**What is asked**: Please find each line of the listing below that contains the string "target", and copy those lines out. Case counts.

**Bounding-box records**:
+ + + +
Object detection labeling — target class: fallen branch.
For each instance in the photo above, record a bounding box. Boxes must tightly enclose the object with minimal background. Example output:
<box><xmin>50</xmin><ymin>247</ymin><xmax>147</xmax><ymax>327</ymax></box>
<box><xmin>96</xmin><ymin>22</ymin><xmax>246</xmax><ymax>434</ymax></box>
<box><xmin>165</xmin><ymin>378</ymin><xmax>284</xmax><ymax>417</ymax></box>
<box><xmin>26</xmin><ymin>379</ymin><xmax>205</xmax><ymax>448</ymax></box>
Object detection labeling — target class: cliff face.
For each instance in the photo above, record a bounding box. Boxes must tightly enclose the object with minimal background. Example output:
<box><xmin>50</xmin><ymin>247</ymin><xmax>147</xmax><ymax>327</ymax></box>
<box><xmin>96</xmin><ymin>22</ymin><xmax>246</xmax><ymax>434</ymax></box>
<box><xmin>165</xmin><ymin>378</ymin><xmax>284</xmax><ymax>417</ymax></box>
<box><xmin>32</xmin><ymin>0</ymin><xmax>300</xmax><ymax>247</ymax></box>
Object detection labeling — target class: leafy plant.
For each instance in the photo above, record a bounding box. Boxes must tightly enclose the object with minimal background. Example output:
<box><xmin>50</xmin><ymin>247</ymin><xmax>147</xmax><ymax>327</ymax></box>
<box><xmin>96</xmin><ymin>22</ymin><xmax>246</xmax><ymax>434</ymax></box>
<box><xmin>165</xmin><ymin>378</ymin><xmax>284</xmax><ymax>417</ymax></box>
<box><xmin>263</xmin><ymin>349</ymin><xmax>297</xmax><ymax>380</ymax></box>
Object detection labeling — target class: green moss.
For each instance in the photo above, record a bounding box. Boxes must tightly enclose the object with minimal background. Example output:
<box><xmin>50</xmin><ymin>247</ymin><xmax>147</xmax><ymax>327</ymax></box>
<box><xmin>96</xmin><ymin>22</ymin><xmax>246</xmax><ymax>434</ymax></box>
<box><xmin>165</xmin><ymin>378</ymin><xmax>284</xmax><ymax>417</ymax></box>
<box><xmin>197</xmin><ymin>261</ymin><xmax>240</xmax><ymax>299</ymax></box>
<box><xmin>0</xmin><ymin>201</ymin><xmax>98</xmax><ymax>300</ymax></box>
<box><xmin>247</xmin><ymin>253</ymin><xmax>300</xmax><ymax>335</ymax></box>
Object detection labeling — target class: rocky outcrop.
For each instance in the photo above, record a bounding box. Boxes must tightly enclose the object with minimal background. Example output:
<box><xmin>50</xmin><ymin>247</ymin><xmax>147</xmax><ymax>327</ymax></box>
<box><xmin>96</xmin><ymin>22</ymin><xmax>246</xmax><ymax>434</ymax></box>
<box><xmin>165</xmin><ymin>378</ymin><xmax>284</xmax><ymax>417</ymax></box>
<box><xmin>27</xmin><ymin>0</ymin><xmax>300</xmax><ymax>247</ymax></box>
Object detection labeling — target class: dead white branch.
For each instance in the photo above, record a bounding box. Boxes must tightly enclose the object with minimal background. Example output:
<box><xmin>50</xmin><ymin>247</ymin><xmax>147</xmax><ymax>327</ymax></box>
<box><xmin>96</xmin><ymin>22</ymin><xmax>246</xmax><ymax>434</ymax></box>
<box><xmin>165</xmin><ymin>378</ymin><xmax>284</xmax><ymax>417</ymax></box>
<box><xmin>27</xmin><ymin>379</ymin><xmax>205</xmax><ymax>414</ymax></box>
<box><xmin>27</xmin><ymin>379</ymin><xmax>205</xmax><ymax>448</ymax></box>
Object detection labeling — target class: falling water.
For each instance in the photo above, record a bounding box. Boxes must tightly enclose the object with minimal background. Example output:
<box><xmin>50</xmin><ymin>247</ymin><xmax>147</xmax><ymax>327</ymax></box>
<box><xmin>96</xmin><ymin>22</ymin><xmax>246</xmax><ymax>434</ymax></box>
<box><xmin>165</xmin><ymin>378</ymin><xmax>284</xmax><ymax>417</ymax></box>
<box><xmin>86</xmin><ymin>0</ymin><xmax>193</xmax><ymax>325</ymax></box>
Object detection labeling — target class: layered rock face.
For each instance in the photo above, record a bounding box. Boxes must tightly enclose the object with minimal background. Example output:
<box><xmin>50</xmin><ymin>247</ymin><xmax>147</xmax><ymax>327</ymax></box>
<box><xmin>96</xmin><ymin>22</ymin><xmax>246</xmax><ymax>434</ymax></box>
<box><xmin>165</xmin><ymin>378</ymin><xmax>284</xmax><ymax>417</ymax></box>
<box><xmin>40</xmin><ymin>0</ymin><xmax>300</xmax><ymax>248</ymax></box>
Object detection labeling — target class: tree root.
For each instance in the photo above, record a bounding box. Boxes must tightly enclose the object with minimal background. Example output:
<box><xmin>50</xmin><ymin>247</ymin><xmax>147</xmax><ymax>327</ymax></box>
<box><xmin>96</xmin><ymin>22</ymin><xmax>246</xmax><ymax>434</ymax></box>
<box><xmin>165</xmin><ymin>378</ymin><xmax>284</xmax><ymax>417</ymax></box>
+ + + +
**Correct output**:
Object detection labeling — target class: fallen branch.
Object detection labeling — target class: cliff face.
Object detection labeling — target class: leafy plant.
Object detection labeling — target class: green moss.
Object detection labeling — target class: rocky outcrop.
Object detection labeling — target class: dead white branch.
Object detection labeling — target class: falling water.
Object detection labeling — target class: layered rock face.
Object detection labeling — target class: tree root.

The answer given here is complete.